Reproduce the listing from its first line through the line containing "96L240 83L239 83L239", swapping "fence post" for "gate post" and leaving everything else unchanged.

Some records:
begin

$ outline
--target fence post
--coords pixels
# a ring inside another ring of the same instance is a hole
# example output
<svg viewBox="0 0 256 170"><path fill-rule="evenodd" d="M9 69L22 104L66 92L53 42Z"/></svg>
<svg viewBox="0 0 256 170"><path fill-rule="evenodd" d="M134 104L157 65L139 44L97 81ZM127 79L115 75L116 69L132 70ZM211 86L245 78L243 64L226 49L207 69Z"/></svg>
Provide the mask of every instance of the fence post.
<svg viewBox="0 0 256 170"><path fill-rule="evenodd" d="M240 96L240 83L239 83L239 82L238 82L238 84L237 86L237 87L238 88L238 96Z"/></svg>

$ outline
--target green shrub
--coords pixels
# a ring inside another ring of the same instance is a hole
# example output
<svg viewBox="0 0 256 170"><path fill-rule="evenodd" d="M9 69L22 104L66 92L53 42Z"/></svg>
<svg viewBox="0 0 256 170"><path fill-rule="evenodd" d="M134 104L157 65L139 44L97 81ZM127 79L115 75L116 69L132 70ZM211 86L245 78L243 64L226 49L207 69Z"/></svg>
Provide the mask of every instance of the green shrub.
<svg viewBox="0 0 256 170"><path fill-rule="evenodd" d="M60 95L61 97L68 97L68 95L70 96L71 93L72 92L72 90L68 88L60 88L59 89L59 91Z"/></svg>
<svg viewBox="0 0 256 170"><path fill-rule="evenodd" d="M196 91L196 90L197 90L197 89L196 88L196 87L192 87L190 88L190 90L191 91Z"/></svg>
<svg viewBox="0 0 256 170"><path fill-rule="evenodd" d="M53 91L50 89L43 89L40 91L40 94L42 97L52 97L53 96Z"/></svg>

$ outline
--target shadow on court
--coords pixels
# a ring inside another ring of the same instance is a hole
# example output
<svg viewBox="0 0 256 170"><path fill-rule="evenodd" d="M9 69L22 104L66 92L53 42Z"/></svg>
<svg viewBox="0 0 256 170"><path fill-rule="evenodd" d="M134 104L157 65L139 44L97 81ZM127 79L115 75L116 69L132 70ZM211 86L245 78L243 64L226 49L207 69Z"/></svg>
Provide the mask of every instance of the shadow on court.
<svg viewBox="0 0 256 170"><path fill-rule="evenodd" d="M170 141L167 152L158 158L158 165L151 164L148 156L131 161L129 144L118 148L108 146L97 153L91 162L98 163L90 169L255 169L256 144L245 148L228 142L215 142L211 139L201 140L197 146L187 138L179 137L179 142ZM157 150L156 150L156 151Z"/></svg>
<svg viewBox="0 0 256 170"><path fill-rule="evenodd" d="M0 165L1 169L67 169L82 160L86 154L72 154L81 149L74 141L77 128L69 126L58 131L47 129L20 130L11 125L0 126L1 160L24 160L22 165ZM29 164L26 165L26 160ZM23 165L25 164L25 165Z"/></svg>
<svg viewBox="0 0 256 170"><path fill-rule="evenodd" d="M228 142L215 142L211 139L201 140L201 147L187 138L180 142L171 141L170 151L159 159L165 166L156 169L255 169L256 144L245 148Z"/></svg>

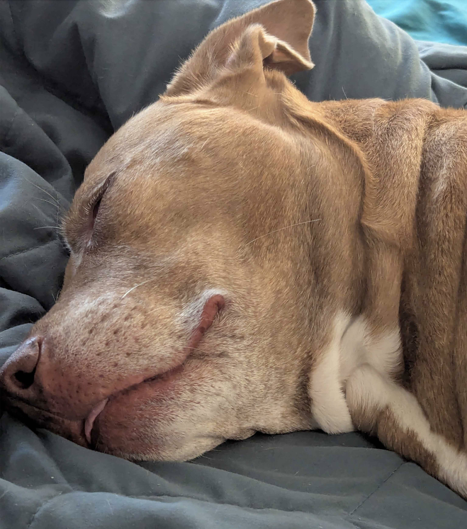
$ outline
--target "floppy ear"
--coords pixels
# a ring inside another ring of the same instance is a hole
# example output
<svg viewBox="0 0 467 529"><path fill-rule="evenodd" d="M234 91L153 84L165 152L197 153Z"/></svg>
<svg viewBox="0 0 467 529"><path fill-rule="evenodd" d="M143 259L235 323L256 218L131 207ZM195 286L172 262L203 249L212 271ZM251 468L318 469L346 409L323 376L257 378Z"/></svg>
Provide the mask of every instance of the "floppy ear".
<svg viewBox="0 0 467 529"><path fill-rule="evenodd" d="M165 95L181 95L206 86L223 69L241 68L243 59L251 64L248 41L252 37L261 54L255 59L268 68L287 75L312 68L308 42L314 16L311 0L276 0L226 22L211 32L182 65Z"/></svg>

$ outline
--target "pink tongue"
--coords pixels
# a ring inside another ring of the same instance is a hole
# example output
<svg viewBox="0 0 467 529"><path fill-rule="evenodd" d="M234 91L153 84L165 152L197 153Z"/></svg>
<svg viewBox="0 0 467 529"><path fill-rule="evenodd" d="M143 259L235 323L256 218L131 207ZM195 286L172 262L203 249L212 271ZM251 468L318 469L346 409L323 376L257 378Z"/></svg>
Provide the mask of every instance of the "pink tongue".
<svg viewBox="0 0 467 529"><path fill-rule="evenodd" d="M93 426L94 424L94 421L96 419L96 417L105 407L105 405L107 404L107 400L108 400L108 398L105 398L103 400L101 400L96 406L95 406L91 410L85 421L84 434L86 435L86 441L89 443L91 442L91 432L93 431Z"/></svg>

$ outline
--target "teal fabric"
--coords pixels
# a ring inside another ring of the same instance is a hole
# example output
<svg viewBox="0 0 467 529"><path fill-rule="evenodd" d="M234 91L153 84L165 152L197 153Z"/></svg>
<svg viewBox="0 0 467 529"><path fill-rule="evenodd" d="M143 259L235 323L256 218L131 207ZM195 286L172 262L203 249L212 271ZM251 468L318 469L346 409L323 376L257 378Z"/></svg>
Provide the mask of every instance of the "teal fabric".
<svg viewBox="0 0 467 529"><path fill-rule="evenodd" d="M467 45L467 0L367 0L416 40Z"/></svg>

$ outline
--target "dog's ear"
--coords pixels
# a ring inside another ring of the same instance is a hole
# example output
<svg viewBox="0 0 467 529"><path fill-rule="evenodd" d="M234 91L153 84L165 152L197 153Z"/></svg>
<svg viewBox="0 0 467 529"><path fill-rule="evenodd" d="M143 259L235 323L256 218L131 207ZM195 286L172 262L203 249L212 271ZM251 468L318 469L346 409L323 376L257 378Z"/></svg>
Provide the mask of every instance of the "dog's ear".
<svg viewBox="0 0 467 529"><path fill-rule="evenodd" d="M194 51L165 95L181 95L205 87L223 69L241 68L242 60L251 64L258 50L261 57L255 55L257 60L287 75L312 68L308 42L314 16L310 0L277 0L226 22Z"/></svg>

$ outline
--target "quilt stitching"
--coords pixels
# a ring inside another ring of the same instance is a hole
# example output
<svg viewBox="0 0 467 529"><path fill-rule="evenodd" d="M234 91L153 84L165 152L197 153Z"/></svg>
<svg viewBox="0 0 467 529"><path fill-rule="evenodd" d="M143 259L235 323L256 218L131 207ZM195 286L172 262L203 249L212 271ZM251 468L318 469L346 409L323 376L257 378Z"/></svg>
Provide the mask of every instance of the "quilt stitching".
<svg viewBox="0 0 467 529"><path fill-rule="evenodd" d="M400 464L399 465L399 466L398 466L398 467L396 467L396 468L395 468L395 469L394 469L394 470L393 470L393 471L392 471L392 472L391 472L391 473L390 473L390 475L389 475L389 476L388 476L388 477L387 477L387 478L386 478L386 479L385 480L384 480L383 481L381 481L381 483L380 483L380 484L379 484L379 485L378 486L378 487L377 487L377 488L376 488L376 489L374 489L374 490L373 491L372 491L372 492L370 492L370 494L369 494L368 495L368 496L367 496L367 497L366 497L366 498L365 498L365 499L364 499L364 500L363 500L363 501L361 501L361 502L360 502L360 503L359 503L359 505L357 505L357 506L356 506L356 507L355 507L355 508L354 508L354 509L353 509L353 510L352 510L352 511L351 511L351 512L350 512L350 513L349 513L349 515L349 515L349 516L352 516L352 515L353 514L354 514L355 513L355 511L356 511L356 510L358 510L358 509L360 509L360 507L361 507L362 506L362 505L363 505L363 504L364 504L364 503L365 503L365 501L367 501L367 500L368 499L369 499L369 498L371 498L371 496L373 496L373 495L375 494L375 492L378 492L378 490L379 490L379 489L380 489L380 488L381 488L381 487L382 487L382 486L383 486L383 485L384 485L384 484L385 484L385 483L386 483L386 482L387 482L387 481L388 481L388 480L389 480L389 479L390 479L390 478L391 478L391 477L392 477L392 476L393 476L393 475L394 475L394 474L395 474L395 473L396 473L396 472L397 472L397 471L398 471L398 470L399 470L399 469L400 468L400 467L401 467L401 466L402 466L402 465L403 465L403 464L404 464L405 463L405 461L401 461L401 463L400 463Z"/></svg>
<svg viewBox="0 0 467 529"><path fill-rule="evenodd" d="M397 469L396 469L396 470L397 470ZM395 472L396 471L395 470L394 471ZM393 473L393 472L392 473ZM389 479L389 478L388 479ZM386 480L385 481L387 481L387 480ZM382 484L381 484L381 485L382 485ZM39 514L40 511L42 510L42 509L43 509L45 507L46 507L47 506L47 505L49 503L50 503L51 502L53 501L54 500L55 500L59 496L65 496L66 494L71 494L73 492L84 492L85 493L87 494L112 494L112 495L115 495L115 496L122 496L122 497L123 497L124 498L131 498L133 499L149 499L149 498L151 498L151 499L153 499L153 498L154 499L157 500L157 499L160 498L173 498L174 499L180 499L181 498L182 499L194 500L196 501L202 501L204 503L210 503L210 504L212 504L215 505L228 505L228 506L230 506L231 507L238 507L239 508L240 508L240 509L251 509L252 510L255 510L255 511L256 511L256 510L258 510L258 511L261 511L261 510L272 510L272 511L278 511L279 512L281 512L281 513L296 513L297 514L305 514L305 515L306 515L306 514L310 514L310 515L313 515L317 516L319 516L319 514L316 514L315 513L312 512L312 511L308 511L308 510L297 510L297 509L287 510L287 509L277 509L277 508L274 508L273 507L253 507L251 505L239 505L237 504L235 504L235 503L229 503L225 502L225 501L224 501L224 502L222 502L222 503L219 503L218 501L209 501L208 500L202 499L197 498L193 498L191 496L180 496L180 495L170 495L170 494L161 494L161 495L148 495L146 496L146 495L140 495L140 496L132 496L132 495L124 495L124 494L118 494L117 492L107 492L106 491L104 491L104 490L96 490L96 491L94 491L94 492L87 492L86 491L80 490L79 489L78 489L78 490L75 490L75 489L72 489L71 490L69 490L69 491L67 491L66 492L59 492L58 494L57 494L56 496L53 496L52 498L49 498L48 500L47 500L47 501L45 501L44 503L43 503L41 505L40 505L38 508L37 510L33 514L32 517L32 518L31 519L31 521L28 524L27 529L31 529L31 527L32 526L32 524L34 523L34 521L35 520L35 519L36 519L38 515ZM372 492L372 494L373 494L373 493ZM370 494L370 496L371 496L371 495ZM357 507L357 508L358 508L358 507ZM353 512L354 511L352 511L352 512ZM354 524L353 522L352 522L352 521L351 521L351 520L347 520L347 521L349 523L351 524L355 528L355 529L358 529L358 526L355 525L355 524Z"/></svg>
<svg viewBox="0 0 467 529"><path fill-rule="evenodd" d="M8 253L7 256L4 256L3 257L0 258L0 261L7 259L8 257L14 257L15 256L20 256L22 253L32 252L33 250L37 250L38 248L42 248L42 247L45 246L46 244L50 244L51 242L56 242L57 241L59 240L58 238L56 236L54 239L51 239L50 241L48 241L47 242L44 242L42 244L38 244L37 246L33 246L32 248L26 248L26 250L22 250L21 252L16 252L15 253Z"/></svg>

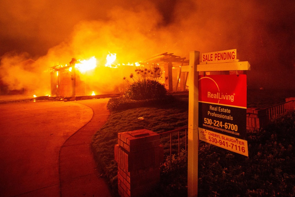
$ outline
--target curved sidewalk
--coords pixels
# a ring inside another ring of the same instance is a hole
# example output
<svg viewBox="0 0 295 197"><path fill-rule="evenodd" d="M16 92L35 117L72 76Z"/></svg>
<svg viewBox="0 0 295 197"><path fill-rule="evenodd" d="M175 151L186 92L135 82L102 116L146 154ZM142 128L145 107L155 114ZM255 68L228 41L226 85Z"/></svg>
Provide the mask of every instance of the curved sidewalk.
<svg viewBox="0 0 295 197"><path fill-rule="evenodd" d="M59 166L61 196L113 196L104 179L98 177L90 147L94 133L104 124L109 113L106 102L96 99L75 102L91 108L91 120L68 139L60 151Z"/></svg>

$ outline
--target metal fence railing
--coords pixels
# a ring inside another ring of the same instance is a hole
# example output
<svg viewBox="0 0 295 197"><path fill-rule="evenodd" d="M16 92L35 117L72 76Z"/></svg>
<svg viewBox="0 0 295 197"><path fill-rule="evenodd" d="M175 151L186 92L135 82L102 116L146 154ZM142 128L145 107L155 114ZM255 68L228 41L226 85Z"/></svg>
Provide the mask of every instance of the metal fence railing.
<svg viewBox="0 0 295 197"><path fill-rule="evenodd" d="M268 117L268 119L271 120L295 110L295 101L290 101L263 109L266 110L266 115Z"/></svg>
<svg viewBox="0 0 295 197"><path fill-rule="evenodd" d="M187 144L187 134L188 131L188 127L183 127L182 128L179 128L179 129L175 129L174 130L171 130L171 131L166 131L166 132L163 132L162 133L161 133L159 134L160 135L160 137L163 137L165 135L169 135L170 136L170 158L171 157L171 155L172 154L172 135L176 133L177 133L177 141L178 143L178 154L179 155L179 153L180 152L180 147L181 145L180 144L180 133L181 132L185 132L185 140L184 141L184 145L183 146L183 146L184 146L184 148L183 148L184 150L186 150L186 147Z"/></svg>

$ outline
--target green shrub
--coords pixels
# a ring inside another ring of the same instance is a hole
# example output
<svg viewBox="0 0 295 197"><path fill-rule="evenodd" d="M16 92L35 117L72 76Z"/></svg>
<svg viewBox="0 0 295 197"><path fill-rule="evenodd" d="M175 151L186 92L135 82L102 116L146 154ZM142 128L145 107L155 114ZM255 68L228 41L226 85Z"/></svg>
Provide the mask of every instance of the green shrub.
<svg viewBox="0 0 295 197"><path fill-rule="evenodd" d="M156 81L144 79L129 85L126 95L131 99L162 98L167 93L165 86Z"/></svg>
<svg viewBox="0 0 295 197"><path fill-rule="evenodd" d="M163 72L158 66L153 64L149 69L139 68L135 71L136 75L132 73L130 76L133 83L130 82L126 77L123 78L129 85L125 93L126 96L131 99L139 100L162 98L166 95L165 86L160 82Z"/></svg>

end

* Result of this task:
$ outline
--target gate post
--coords pixels
# a ring inside another ring of the same instance is a hole
# example output
<svg viewBox="0 0 256 170"><path fill-rule="evenodd" d="M9 69L22 104L66 92L53 42Z"/></svg>
<svg viewBox="0 0 256 170"><path fill-rule="evenodd" d="M134 104L157 65L139 44L97 81ZM127 79L115 75L116 69L132 70ZM211 86L245 78L243 64L226 49L207 69Z"/></svg>
Provide the mask of every instance of the gate post.
<svg viewBox="0 0 256 170"><path fill-rule="evenodd" d="M240 96L240 83L239 83L239 82L238 82L238 84L237 86L237 87L238 88L238 96Z"/></svg>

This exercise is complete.